→ **Bloco de texto**

Proclamem, ó vocês, filhas da música, a longa história da misericórdia do Senhor para com Seu povo nas gerações já passadas. As muitas águas não puderam apagar Seu amor, nem os rios afogá-lo – a perseguição, a fome, a nudez, os perigos, a espada, nada disso separou aos santos do amor de Deus, que é em Cristo nosso Senhor. Os santos, sob a asa do Altíssimo, sempre estiveram seguros. Quando foram mais assediados pelo inimigo, moraram em perfeita paz: “Deus é nosso amparo e fortaleza, nosso presente auxílio nas tribulações”. Atravessando às vezes a onda cor vermelha de sangue, o barco da Igreja não se desviou jamais de seu predestinado caminho de progresso. Cada tempestade favoreceu-a – o furação que buscava sua ruína se viu obrigado a levar ela adiante mais rapidamente. Sua bandeira desafiou nesses mil e oitocentos anos a batalha e a agitação, e não teme para nada o que possa sobrevir ainda. Porem, vejam aqui, aproxima-se ao porto – o dia está amanhecendo quando darão adeus às tormentas – as ondas se acalmaram sob ela – o repouso longamente prometido está à mão – Jesus mesmo encontra-se com ela, caminhando sobre a águas, entrará em seu porto eterno e todos os que vão a bordo cantarão de gozo com seu Capitão e triunfarão e cantarão vitória por meio Daquele que a amou e foi seu libertador.

→ **Registros de dados**
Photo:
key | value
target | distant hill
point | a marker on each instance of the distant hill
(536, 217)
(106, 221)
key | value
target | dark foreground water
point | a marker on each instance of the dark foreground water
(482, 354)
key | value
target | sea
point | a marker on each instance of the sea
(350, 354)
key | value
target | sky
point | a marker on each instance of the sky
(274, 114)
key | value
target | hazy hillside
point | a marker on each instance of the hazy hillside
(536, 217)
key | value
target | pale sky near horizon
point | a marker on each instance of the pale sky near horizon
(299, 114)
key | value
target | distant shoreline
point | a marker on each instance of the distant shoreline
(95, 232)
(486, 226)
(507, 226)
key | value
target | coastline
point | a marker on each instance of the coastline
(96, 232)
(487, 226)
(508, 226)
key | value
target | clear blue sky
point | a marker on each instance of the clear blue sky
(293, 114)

→ **Tarefas propostas**
[1] Resuma em duas frases o texto sobre a misericórdia do Senhor.
[2] De acordo com o texto sobre a misericórdia do Senhor, há quantos anos a bandeira da Igreja desafia a batalha e a agitação?
[3] Dê prosseguimento ao texto sobre a misericórdia do Senhor a partir da última frase apresentada.

→ **Respostas**
[1] Ao longo das gerações, nada separou os santos do amor de Deus, e eles sempre estiveram seguros sob a asa do Altíssimo, mesmo quando mais assediados pelo inimigo. O barco da Igreja jamais se desviou de seu caminho, favorecido por cada tempestade, e agora se aproxima do porto eterno, onde Jesus se encontra com ela e todos a bordo cantarão vitória.

[2] Há mil e oitocentos anos.

[3]
Quando Maria afinou assim seu coração para glorificar a Deus nela por Suas maravilhas do passado, enfatizou particularmente a nota da eleição. A nota mais alta da escala de meu louvor é alcançada quando minha alma canta: “Eu amo a Ele, porque Ele me amou primeiro”. Kent o expressa muito bem dessa forma:
“Um monumento à graça.
É um pecador salvo pelo sangue;
Eu rastreou as correntes do amor
Até sua fonte: Deus;
E em Seu poderoso peito veio,
Eternos pensamentos de amor por mim.”
Dificilmente poderíamos voar mais alto do que a fonte do amor no monte de Deus. Maria sustenta a doutrina da eleição em seu cântico: “Depôs dos tronos os poderosos, E elevou os humildes. Encheu de bens os famintos, E despediu vazios os ricos.”. Ai percebemos à graça que distingue, a consideração que discrimina; ai, a alguns se lhes permite que pereçam; ali estão outros, os menos merecedores e os mais obscuros, que são feitos objetos especiais do afeto divino.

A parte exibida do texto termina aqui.